• _DATA_

- - - - - - -

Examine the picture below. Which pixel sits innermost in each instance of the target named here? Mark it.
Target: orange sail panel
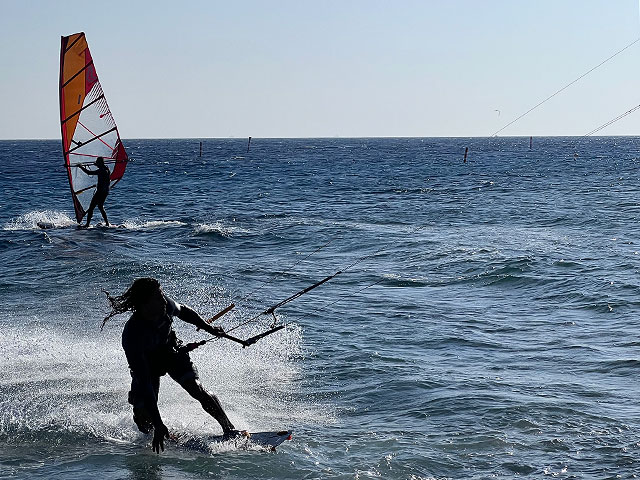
(88, 128)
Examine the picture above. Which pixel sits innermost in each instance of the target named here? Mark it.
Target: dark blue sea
(485, 323)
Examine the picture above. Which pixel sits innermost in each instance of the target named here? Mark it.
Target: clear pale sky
(327, 68)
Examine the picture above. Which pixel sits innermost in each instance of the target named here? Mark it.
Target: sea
(480, 318)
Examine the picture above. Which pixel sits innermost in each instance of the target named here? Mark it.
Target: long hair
(129, 300)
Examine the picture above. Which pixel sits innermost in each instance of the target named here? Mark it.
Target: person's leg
(90, 211)
(104, 214)
(100, 199)
(186, 374)
(209, 402)
(141, 416)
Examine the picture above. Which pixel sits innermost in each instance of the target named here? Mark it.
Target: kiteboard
(50, 225)
(244, 441)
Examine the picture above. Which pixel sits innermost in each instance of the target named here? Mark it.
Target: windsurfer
(152, 350)
(102, 189)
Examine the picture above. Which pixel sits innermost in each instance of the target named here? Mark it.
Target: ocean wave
(151, 224)
(218, 229)
(36, 219)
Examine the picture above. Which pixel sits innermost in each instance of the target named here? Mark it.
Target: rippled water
(484, 324)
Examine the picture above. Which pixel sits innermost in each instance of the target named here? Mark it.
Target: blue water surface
(482, 321)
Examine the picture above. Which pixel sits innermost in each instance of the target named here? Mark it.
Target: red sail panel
(88, 128)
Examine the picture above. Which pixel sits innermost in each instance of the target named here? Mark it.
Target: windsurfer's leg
(104, 214)
(90, 211)
(186, 374)
(100, 199)
(141, 416)
(209, 402)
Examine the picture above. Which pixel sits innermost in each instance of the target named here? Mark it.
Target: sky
(328, 68)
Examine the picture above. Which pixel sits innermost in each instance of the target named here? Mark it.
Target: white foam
(30, 221)
(76, 379)
(146, 225)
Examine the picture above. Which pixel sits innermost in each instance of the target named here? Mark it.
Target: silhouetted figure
(102, 189)
(152, 350)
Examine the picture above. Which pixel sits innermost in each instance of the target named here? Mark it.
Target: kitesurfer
(152, 350)
(102, 189)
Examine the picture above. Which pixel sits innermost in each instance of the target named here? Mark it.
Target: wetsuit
(153, 350)
(102, 190)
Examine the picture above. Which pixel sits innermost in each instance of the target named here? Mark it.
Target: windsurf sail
(88, 128)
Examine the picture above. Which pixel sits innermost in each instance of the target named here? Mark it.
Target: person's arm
(187, 314)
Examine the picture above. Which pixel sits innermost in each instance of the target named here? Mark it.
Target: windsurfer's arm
(87, 171)
(187, 314)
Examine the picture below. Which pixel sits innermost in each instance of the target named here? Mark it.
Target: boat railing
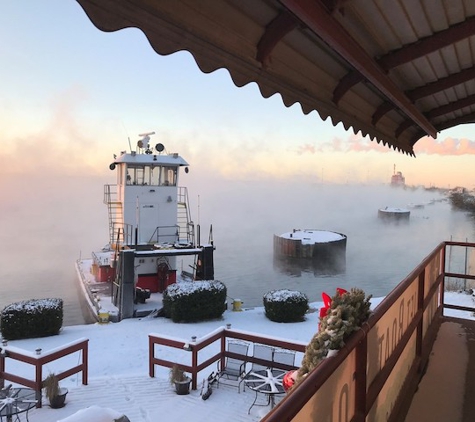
(165, 235)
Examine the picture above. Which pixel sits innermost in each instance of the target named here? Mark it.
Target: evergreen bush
(32, 318)
(285, 305)
(194, 301)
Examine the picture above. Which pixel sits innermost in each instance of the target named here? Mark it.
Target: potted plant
(56, 394)
(180, 380)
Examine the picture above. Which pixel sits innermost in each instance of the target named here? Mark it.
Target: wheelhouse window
(151, 175)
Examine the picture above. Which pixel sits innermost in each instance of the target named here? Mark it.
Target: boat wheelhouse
(152, 238)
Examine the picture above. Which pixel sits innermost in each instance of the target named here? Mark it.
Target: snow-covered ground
(118, 365)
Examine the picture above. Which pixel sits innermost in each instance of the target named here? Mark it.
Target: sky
(72, 91)
(118, 368)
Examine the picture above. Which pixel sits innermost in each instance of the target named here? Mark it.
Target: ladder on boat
(115, 214)
(186, 227)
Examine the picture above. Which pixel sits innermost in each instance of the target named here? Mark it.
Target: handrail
(39, 360)
(198, 345)
(425, 320)
(374, 351)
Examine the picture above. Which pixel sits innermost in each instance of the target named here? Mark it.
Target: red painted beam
(314, 14)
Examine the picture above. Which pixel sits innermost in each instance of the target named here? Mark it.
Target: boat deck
(99, 295)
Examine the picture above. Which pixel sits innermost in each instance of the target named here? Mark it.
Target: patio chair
(286, 357)
(234, 369)
(260, 351)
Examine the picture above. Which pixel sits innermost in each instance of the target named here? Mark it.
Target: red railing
(41, 359)
(194, 347)
(375, 375)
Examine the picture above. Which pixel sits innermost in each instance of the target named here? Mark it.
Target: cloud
(357, 143)
(354, 143)
(449, 146)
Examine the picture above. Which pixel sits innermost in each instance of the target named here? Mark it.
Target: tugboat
(397, 179)
(151, 235)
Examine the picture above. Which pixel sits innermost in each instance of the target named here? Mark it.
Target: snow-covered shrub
(32, 318)
(285, 305)
(194, 301)
(347, 313)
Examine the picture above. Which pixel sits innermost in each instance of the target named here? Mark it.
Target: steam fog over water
(46, 229)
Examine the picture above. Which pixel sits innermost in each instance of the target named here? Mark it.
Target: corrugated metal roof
(395, 70)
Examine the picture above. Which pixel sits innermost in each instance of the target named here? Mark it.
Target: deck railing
(193, 351)
(371, 379)
(39, 359)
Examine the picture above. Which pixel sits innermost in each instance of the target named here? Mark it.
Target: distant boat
(397, 179)
(415, 206)
(395, 214)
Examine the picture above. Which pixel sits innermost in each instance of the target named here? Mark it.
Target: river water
(43, 238)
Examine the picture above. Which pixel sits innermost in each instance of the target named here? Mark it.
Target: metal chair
(234, 369)
(263, 352)
(286, 357)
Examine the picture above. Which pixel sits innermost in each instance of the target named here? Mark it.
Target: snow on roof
(311, 236)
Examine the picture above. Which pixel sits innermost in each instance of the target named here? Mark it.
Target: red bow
(327, 301)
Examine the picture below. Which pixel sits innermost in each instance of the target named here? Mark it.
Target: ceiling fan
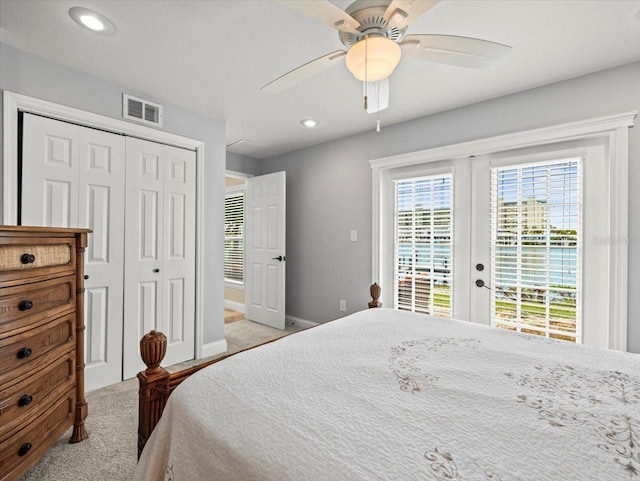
(373, 33)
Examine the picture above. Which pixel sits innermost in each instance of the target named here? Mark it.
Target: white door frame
(614, 128)
(13, 103)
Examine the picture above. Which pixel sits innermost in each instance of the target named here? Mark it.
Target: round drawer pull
(27, 258)
(24, 352)
(25, 305)
(24, 449)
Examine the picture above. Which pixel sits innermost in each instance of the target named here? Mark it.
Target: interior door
(265, 254)
(160, 251)
(73, 176)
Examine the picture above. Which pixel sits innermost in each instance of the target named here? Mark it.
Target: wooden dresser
(41, 342)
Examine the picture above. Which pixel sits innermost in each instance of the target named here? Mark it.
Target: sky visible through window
(535, 232)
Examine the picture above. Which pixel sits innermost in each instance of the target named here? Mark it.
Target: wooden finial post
(153, 347)
(375, 295)
(154, 385)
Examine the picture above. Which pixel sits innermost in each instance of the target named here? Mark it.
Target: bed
(390, 395)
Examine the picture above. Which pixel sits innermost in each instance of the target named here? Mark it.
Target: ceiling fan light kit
(373, 58)
(373, 35)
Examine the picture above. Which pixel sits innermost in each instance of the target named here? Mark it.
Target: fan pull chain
(366, 62)
(378, 93)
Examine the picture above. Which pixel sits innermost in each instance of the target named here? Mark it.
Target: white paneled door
(265, 249)
(160, 250)
(74, 177)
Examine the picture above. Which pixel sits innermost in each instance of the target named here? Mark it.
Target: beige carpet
(109, 454)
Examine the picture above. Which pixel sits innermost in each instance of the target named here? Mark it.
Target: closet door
(73, 176)
(159, 251)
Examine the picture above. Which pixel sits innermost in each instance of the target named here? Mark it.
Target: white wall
(244, 164)
(329, 185)
(27, 74)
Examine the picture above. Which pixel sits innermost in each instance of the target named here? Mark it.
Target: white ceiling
(212, 57)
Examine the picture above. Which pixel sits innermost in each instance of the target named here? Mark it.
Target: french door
(508, 239)
(265, 249)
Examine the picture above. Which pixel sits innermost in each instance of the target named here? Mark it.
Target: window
(536, 235)
(234, 236)
(423, 245)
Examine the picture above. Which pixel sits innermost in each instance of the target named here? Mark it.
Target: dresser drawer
(23, 450)
(23, 306)
(22, 401)
(21, 353)
(29, 258)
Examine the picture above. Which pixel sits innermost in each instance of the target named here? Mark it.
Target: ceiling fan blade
(400, 12)
(454, 50)
(324, 11)
(303, 72)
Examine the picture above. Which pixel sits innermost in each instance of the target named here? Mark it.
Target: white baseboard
(300, 322)
(213, 348)
(234, 306)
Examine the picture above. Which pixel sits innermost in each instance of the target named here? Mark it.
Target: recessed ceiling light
(310, 123)
(91, 20)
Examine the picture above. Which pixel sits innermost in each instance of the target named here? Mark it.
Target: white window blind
(234, 237)
(536, 229)
(423, 245)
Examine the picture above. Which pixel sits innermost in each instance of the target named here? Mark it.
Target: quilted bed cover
(390, 395)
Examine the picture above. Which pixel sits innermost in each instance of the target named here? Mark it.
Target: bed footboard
(157, 384)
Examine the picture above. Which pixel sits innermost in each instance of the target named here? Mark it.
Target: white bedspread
(389, 395)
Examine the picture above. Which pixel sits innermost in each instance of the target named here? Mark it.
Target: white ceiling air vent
(141, 110)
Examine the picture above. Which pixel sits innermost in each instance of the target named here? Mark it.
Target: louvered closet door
(159, 250)
(73, 176)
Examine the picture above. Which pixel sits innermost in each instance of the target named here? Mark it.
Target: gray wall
(27, 74)
(244, 164)
(329, 185)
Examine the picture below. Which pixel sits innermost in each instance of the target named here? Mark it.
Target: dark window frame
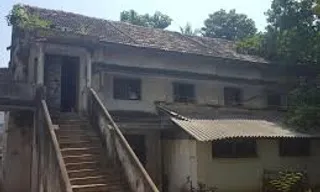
(274, 100)
(235, 148)
(181, 94)
(230, 99)
(294, 147)
(122, 87)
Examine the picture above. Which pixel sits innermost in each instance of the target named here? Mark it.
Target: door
(69, 82)
(137, 143)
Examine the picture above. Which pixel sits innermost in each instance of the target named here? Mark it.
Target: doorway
(61, 77)
(137, 143)
(69, 79)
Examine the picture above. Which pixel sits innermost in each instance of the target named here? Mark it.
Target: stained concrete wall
(180, 164)
(17, 157)
(153, 153)
(245, 174)
(155, 88)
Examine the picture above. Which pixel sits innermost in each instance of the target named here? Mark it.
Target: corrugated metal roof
(209, 130)
(208, 123)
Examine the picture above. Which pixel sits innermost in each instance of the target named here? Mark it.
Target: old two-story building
(171, 112)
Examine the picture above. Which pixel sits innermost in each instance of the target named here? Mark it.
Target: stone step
(78, 144)
(83, 165)
(78, 137)
(63, 122)
(82, 157)
(89, 180)
(75, 126)
(100, 188)
(80, 151)
(85, 173)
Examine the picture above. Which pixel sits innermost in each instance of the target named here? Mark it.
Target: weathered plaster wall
(155, 88)
(180, 164)
(153, 153)
(245, 174)
(37, 66)
(17, 159)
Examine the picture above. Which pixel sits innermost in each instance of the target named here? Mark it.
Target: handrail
(125, 142)
(54, 140)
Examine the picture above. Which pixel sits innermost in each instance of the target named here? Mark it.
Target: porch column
(39, 72)
(89, 63)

- - - - - - -

• _WORK TO DO_
Extract every line in the listing above that contains the string "sail" and copy each line in full.

• _EXERCISE SOLUTION_
Target: orange sail panel
Target: red sail panel
Target: windsurf sail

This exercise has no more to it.